### TASK STATEMENT
Report how many lines in the data below contain the word "neck", matching case exactly. Give only the number.
⁂
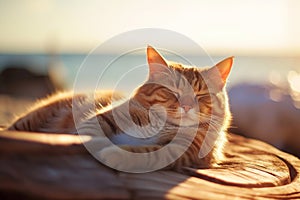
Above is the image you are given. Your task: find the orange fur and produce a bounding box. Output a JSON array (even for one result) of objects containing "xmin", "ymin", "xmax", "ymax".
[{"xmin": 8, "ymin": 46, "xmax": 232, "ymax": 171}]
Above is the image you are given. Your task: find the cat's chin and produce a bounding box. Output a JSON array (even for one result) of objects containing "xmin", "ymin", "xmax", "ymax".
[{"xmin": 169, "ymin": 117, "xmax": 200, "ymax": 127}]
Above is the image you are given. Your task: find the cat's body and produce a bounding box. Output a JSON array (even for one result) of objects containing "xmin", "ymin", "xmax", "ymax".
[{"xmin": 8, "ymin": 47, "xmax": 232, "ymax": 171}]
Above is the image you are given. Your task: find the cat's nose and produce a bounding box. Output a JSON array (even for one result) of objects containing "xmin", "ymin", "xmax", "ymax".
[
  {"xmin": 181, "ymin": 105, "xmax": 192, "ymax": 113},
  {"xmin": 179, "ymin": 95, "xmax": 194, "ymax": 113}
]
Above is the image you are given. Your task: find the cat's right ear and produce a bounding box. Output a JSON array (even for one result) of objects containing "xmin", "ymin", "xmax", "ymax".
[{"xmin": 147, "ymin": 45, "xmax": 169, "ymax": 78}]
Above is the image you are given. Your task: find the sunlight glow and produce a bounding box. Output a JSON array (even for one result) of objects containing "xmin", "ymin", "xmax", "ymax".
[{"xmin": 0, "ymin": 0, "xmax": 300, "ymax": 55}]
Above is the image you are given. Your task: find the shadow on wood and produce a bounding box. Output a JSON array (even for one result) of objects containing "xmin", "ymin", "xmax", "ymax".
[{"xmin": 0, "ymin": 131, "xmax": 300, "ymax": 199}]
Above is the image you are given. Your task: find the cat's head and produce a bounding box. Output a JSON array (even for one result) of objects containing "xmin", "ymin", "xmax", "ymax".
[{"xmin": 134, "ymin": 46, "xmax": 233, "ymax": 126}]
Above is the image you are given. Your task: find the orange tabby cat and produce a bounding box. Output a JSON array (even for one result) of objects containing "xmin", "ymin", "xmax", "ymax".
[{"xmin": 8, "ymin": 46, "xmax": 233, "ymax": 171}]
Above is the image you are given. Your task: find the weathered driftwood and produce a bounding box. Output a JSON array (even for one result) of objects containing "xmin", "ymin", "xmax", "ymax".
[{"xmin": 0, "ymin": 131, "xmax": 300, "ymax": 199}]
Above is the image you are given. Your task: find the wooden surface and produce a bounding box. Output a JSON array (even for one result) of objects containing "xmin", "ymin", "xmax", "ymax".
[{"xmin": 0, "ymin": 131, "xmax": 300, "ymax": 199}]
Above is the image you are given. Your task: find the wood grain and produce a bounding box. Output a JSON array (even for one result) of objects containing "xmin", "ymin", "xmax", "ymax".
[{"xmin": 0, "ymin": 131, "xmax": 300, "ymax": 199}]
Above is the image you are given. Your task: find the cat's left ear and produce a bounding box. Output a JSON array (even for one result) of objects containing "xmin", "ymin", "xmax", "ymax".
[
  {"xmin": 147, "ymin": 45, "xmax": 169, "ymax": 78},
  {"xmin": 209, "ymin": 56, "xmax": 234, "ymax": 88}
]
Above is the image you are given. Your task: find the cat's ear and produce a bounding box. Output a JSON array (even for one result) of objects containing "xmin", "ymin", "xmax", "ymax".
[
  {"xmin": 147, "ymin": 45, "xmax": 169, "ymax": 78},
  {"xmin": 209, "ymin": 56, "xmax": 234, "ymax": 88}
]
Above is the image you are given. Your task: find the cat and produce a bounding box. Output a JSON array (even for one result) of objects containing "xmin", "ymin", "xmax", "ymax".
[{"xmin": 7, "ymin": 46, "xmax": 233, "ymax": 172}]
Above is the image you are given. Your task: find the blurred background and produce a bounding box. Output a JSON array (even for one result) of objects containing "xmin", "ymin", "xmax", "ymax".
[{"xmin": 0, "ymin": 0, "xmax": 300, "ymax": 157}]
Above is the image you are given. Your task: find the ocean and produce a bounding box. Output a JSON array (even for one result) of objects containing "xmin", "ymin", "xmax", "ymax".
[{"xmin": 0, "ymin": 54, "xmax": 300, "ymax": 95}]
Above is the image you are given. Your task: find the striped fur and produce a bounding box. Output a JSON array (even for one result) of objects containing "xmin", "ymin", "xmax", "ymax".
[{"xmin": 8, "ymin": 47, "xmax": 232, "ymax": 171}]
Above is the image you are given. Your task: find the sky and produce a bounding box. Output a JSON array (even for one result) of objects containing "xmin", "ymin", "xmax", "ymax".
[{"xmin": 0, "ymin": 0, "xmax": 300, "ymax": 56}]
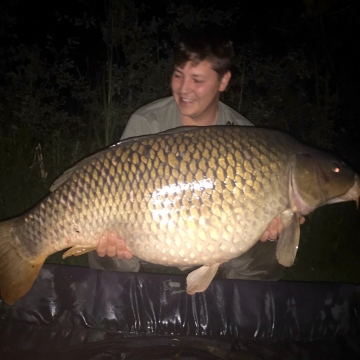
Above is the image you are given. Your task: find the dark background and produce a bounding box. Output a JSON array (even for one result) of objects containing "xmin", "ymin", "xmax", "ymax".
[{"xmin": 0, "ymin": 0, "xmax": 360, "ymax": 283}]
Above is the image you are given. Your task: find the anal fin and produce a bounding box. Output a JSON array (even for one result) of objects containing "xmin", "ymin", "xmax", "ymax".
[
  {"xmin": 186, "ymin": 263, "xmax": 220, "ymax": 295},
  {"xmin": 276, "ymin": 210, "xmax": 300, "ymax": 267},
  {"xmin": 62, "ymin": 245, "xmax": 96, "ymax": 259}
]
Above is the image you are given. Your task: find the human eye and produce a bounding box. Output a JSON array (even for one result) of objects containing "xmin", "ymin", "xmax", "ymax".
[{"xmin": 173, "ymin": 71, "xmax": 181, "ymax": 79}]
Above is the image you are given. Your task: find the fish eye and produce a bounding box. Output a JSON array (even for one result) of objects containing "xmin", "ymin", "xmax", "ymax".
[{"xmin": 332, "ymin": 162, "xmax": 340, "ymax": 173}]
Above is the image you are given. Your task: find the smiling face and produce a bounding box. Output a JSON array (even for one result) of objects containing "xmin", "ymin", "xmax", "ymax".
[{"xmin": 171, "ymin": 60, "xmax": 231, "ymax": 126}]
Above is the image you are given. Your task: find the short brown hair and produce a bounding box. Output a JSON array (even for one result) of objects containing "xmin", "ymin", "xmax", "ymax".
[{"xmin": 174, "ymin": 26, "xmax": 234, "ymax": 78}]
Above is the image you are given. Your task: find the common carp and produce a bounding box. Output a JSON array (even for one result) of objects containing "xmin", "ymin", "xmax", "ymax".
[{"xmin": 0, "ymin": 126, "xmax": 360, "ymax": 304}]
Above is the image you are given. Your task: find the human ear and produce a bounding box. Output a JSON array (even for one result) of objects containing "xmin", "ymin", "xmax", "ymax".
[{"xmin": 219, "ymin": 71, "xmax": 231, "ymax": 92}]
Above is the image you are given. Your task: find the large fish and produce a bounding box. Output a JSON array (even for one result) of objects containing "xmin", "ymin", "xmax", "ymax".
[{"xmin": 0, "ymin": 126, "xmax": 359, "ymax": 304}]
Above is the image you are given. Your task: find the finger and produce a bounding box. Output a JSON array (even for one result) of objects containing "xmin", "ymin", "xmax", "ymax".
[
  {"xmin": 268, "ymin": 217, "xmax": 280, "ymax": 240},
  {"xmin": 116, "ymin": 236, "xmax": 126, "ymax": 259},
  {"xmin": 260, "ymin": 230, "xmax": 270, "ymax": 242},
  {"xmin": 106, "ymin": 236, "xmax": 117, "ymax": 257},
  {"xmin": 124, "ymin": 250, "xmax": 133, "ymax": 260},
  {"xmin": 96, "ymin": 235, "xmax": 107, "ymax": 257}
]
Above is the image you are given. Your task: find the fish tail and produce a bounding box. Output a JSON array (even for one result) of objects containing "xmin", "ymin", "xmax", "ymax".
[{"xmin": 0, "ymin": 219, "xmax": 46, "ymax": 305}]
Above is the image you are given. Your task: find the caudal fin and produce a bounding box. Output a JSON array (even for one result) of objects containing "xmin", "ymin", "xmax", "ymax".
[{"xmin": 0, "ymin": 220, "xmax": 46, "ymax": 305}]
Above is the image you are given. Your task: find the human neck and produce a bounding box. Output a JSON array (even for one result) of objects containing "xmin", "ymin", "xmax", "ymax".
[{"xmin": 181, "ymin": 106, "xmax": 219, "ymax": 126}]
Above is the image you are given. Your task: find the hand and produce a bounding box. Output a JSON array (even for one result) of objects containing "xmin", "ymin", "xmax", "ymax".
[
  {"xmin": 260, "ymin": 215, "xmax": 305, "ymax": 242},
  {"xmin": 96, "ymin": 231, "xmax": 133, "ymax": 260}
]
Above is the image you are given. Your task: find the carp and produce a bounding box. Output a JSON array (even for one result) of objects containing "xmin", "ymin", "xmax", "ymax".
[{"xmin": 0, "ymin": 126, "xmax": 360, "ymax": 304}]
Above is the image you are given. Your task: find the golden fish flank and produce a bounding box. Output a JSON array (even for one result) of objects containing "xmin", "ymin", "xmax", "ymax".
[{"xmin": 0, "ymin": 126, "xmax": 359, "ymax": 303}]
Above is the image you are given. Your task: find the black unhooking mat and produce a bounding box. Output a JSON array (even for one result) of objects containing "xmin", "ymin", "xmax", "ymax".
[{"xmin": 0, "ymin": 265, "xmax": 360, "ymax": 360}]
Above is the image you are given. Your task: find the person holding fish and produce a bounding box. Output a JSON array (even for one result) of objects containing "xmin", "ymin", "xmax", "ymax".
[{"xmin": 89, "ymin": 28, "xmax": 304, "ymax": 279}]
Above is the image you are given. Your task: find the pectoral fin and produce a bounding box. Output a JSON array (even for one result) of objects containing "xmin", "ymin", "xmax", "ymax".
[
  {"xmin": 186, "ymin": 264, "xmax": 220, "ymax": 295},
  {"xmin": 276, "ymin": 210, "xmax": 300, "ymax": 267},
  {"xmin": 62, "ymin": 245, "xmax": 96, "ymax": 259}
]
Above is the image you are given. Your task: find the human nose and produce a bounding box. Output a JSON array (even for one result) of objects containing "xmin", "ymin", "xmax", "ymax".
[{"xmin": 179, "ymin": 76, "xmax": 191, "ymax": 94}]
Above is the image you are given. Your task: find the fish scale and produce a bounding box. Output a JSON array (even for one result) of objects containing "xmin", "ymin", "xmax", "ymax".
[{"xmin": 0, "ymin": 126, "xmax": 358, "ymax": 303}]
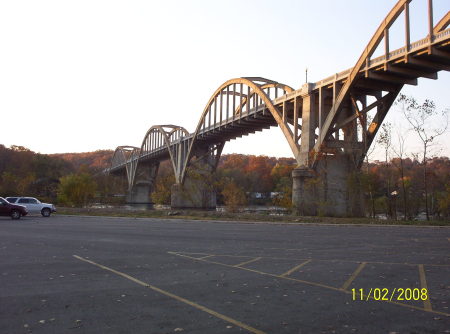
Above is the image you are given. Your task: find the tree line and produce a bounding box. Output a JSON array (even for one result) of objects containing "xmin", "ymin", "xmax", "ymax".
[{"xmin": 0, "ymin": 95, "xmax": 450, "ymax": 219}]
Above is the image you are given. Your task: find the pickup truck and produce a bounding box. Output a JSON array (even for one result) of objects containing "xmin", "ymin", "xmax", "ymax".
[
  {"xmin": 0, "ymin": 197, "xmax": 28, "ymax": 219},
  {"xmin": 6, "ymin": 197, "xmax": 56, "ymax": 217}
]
⁂
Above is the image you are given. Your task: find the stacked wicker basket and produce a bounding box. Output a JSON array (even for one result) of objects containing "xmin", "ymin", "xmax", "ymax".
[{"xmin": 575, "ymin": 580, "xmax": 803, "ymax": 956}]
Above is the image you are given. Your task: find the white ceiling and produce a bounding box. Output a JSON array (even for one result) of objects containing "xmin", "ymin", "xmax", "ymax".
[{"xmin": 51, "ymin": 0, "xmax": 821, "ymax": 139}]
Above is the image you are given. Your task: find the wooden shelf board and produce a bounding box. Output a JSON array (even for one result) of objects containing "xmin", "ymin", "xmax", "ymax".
⁂
### RESULT BELOW
1